Zivilrecht

Examensrelevante Rechtsprechung ZR

Entscheidungen von 2021

Bereicherungsrechtlicher Ausgleich bei Doppelmangel in Bezug auf verbundene Geschäfte

Bereicherungsrechtlicher Ausgleich bei Doppelmangel in Bezug auf verbundene Geschäfte

[...Wird geladen]

+++ Sachverhalt (reduziert auf das Wesentliche)

Jurafuchs

Verbraucherin K kauft von Händler H ein Auto. H verschweigt arglistig einen früheren Unfall. Er vermittelt K zur Finanzierung ein Darlehen der B-Bank, das B anweisungsgemäß direkt an H auszahlt. Nach 6 Monaten ficht K sowohl Kauf- als auch Darlehensvertrag an und verlangt von B Rückzahlung gezahlter Raten.

Diesen Fall lösen [...Wird geladen] der 15.000 Nutzer:innen unseres digitalen Tutors "Jurafuchs" richtig.

...Wird geladen

Einordnung des Falls

Bereicherungsrechtlicher Ausgleich bei Doppelmangel in Bezug auf verbundene Geschäfte

Die Jurafuchs-Methode schichtet ab: Das sind die 9 wichtigsten Rechtsfragen, die es zu diesem Fall zu verstehen gilt

1. K kann von B Rückzahlung der Tilgungsraten verlangen, wenn die Voraussetzungen der Leistungskondiktion vorliegen (§ 812 Abs. 1 S. 1 Alt. 1 BGB).

Ja, in der Tat!

Geht es um die Rückabwicklung eines (mit Wirkung ex tunc) unwirksamen Vertrages, ist stets an die Leistungskondiktion aus § 812 Abs. 1 S. 1 Alt. 1 BGB („condictio indebiti“) zu denken. Voraussetzung für den Anspruch ist, dass der Anspruchsgegner (1) durch Leistung des Anspruchsstellers (2) etwas erlangt hat und (3) dafür kein Rechtsgrund existiert. Wenn sich - wie hier - eine fiese Dreipersonen-Konstellation abzeichnet, solltest Du Dir unbedingt eine Skizze anfertigen, um nicht den Überblick zu verlieren!

Datensätze aus einer Datensammlung
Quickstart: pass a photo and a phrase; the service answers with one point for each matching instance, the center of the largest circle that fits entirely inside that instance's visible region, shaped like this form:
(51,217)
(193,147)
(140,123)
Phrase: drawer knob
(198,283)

ZU BEARBEITEN:
- 1) Gib aus dem Text zum Doppelmangel den Abschnitt zwischen "Einordnung des Falls" und "Überblick zu verlieren!" einschließlich wortgetreu wieder.
- 2) Schreib den Text zum bereicherungsrechtlichen Ausgleich bei Doppelmangel dort weiter, wo er endet.
Die Auflistung steht in keinem Zusammenhang mit dem Text zum Doppelmangel.

LÖSUNGEN:
- 1)
Einordnung des Falls

Bereicherungsrechtlicher Ausgleich bei Doppelmangel in Bezug auf verbundene Geschäfte

Die Jurafuchs-Methode schichtet ab: Das sind die 9 wichtigsten Rechtsfragen, die es zu diesem Fall zu verstehen gilt

1. K kann von B Rückzahlung der Tilgungsraten verlangen, wenn die Voraussetzungen der Leistungskondiktion vorliegen (§ 812 Abs. 1 S. 1 Alt. 1 BGB).

Ja, in der Tat!

Geht es um die Rückabwicklung eines (mit Wirkung ex tunc) unwirksamen Vertrages, ist stets an die Leistungskondiktion aus § 812 Abs. 1 S. 1 Alt. 1 BGB („condictio indebiti“) zu denken. Voraussetzung für den Anspruch ist, dass der Anspruchsgegner (1) durch Leistung des Anspruchsstellers (2) etwas erlangt hat und (3) dafür kein Rechtsgrund existiert. Wenn sich - wie hier - eine fiese Dreipersonen-Konstellation abzeichnet, solltest Du Dir unbedingt eine Skizze anfertigen, um nicht den Überblick zu verlieren!

- 2)
Jurafuchs 7 Tage kostenlos testen und tausende Fälle wie diesen selbst lösen.
Erhalte uneingeschränkten Zugriff alle Fälle und erziele Spitzennoten in
Jurastudium und Referendariat.

2. B hat von K etwas durch Leistung erlangt.

Ja!

Bereicherungsgegenstand („etwas erlangt)“ im Sinne des § 812 Abs. 1 S. 1 Alt. 1 BGB ist jeder Gegenstand, dessen Erlangung sich vermögensmehrend auswirkt (Sprau, in: Palandt, 80.A. 2021, § 812 RdNr. 8). Leistung ist jede bewusste und zweckgerichtete Mehrung fremden Vermögens (BGH NJW 2004, 1169). B hat mit Zahlung der Tilgungsraten entweder Eigentum und Besitz an Bargeld oder – im Falle einer wohl realistischeren Banküberweisung – entsprechende Auszahlungsansprüche gegen eine kontoführende Bank erlangt und damit in jedem Fall einen vermögenswerten Gegenstand erhalten. Diese Vermögensmehrung hat K zur Erfüllung der eigenen Rückzahlungsverpflichtung aus dem Darlehensvertrag, mithin bewusst und zweckgerichtet, bewirkt.

3. Die Leistungen der K an B sind auch ohne Rechtsgrund erfolgt, da K den Darlehensvertrag erfolgreich gemäß § 123 Abs. 1 BGB angefochten hat.

Genau, so ist das!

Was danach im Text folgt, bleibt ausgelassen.